— QUOTED PASSAGE —
☆ ☆ ☆ ☆

Re: [PATCH 1/2] perf: Add munmap callback

From: Stephane Eranian
Date: Mon Nov 05 2018 - 05:59:24 EST


Hi Kan,

I built a small test case for you to demonstrate the issue for code and data.
Compile the test program and then do:
For text:
$ perf record ./mmap
$ perf report -D | fgrep MMAP2

The test program mmaps 2 pages, unmaps the second, and remap 1 page
over the freed space.
If you look at the MMAP2 record, you will not be able to reconstruct
what happened and perf will
get confused should it try to symbolize from the address range

With Text:
PERF_RECORD_MMAP2 5937/5937: [0x400000(0x1000) @ 0 08:01 400938
824817672]: r-xp /home/eranian/mmap
PERF_RECORD_MMAP2 5937/5937: [0x7f7c01019000(0x2000) @ 0x7f7c01019000
00:00 0 0]: rwxp //anon
PERF_RECORD_MMAP2 5937/5937: [0x7f7c01019000(0x2000) @ 0x7f7c01019000
00:00 0 0]: rwxp //anon

^^^^^^^^^^^^^^^^^^^^^^^^ captures the whole VMA but not the mapping
change in user space

For data:
$ perf record -d ./mmap
$ perf report -D | fgrep MMAP2
With data:
PERF_RECORD_MMAP2 6430/6430: [0x400000(0x1000) @ 0 08:01 400938
3278843184]: r-xp /home/eranian/mmap
PERF_RECORD_MMAP2 6430/6430: [0x7f4aa704b000(0x2000) @ 0x7f4aa704b000
00:00 0 0]: rw-p //anon
PERF_RECORD_MMAP2 6430/6430: [0x7f4aa704b000(0x2000) @ 0x7f4aa704b000
00:00 0 0]: rw-p //anon

Same test case with data.

☆ ☆ ☆ ☆

— PROBLEMS —
- a) Answer from the post:
(i) How many pages does the test program map at first?
(ii) Which option is added to perf record for the data run?
(iii) What permissions are shown for the //anon mappings in the data output?
- b) Reproduce word for word the part of the post between "I built a small" and "the freed space.", inclusive.
The records are separate material, unrelated to the post.

☆ ☆ ☆ ☆

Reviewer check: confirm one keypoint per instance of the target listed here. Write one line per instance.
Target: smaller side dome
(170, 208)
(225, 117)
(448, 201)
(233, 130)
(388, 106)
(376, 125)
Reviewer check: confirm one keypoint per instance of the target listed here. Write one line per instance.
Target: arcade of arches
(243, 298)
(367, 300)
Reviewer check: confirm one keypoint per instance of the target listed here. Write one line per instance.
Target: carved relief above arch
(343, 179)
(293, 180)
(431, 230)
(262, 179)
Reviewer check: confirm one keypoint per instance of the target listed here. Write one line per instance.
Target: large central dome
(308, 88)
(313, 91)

☆ ☆ ☆ ☆

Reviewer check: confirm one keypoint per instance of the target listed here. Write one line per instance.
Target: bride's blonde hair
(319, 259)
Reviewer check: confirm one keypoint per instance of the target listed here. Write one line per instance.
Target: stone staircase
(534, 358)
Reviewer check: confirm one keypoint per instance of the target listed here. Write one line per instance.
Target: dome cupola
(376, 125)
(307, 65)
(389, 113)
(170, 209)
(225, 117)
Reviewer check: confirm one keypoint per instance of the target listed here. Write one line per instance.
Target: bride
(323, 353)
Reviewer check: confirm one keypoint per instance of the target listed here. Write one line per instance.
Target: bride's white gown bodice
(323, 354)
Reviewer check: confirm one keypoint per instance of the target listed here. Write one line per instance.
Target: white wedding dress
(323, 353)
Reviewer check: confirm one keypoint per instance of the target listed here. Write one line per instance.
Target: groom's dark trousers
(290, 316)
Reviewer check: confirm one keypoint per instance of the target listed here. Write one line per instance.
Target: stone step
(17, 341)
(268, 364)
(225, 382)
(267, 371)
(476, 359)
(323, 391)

☆ ☆ ☆ ☆

— EXERCISE RESULTS —
- a)
(i) 2
(ii) -d
(iii) rw-p

- b)
I built a small test case for you to demonstrate the issue for code and data.
Compile the test program and then do:
For text:
$ perf record ./mmap
$ perf report -D | fgrep MMAP2

The test program mmaps 2 pages, unmaps the second, and remap 1 page
over the freed space.